## Task statement
Carry on the account below of the injured foot and the question of getting an X-ray, starting after its final sentence.

## Excerpt
####################

Where I work, at home or at the office, doesn't matter much, so the next morning I just called the office and requested a week of working from home. We have a super-elegant armchair at home, with a footrest that pops out when you lean back, and equipped with a laptop and a wireless network, it was really a pleasure to work like that. But after a few days, when my foot didn't get better, I started to get anxious. Maybe I should get an X-ray done?
The problem is, of course, that hospitals in the US are a nightmare. I believe the doctors there wouldn't find a fracture, even if it was marked with a thick red felt-tip pen on the X-ray. Sure, you can get a quadruple bypass or maybe have your brain taken out and put back in without any problem from super specialists, but everyday care is like in the third world.

####################

## Data supplied

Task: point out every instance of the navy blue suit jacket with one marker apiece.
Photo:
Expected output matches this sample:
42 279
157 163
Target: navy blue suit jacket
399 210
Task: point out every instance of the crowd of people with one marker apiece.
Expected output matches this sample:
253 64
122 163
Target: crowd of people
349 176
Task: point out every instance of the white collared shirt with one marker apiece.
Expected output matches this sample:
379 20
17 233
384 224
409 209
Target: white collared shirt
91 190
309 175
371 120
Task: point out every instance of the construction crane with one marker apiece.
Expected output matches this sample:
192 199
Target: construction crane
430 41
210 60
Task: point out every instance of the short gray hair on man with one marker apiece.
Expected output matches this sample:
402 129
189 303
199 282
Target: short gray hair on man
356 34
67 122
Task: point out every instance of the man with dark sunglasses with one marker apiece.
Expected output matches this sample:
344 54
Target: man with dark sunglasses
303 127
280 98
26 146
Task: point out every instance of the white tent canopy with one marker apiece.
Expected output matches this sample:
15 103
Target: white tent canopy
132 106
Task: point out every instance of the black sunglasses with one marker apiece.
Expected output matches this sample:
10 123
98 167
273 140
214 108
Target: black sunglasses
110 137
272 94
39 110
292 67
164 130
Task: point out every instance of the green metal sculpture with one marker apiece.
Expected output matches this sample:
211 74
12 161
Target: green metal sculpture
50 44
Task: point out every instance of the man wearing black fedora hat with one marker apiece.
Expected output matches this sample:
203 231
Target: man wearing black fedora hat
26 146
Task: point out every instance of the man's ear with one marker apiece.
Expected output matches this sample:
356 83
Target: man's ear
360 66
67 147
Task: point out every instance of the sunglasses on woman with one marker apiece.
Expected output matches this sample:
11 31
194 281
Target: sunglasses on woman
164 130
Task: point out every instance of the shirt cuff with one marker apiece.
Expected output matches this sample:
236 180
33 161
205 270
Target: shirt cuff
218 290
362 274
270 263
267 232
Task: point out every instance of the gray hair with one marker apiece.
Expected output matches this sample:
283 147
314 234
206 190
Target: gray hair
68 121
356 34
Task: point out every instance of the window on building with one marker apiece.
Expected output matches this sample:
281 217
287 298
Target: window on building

####################

## Answer to the exercise
My aversion to going to the doctor in America is already legendary: Last year, while Angelika was traveling, I pulled a roughly 1 cm long wood fiber into my finger with an careless hand movement while installing a computer cable under my desk, directly below the nail. The fiber couldn't be grasped with tweezers, it had slipped too deep under the skin. It was Saturday and I would have had to drive to the emergency room of the hospital, which was right around the corner, but in a rather, uhm, vibrant part of town. I had been there once before on a different occation, and during my approximately one hour stay, a person with gun shot wounds had been wheeled in, blood-soaked. I'm no wimp, but I'm not going to the emergency room again anytime soon.
Finally, I drank a large glass of whiskey, heated up a needle, sprayed disinfectant on it, and slit the skin below the fingernail. It took about half an hour until, after several attempts, I finally managed to grab the splinter with tweezers. My victory yell could be heard all the way to the hospital.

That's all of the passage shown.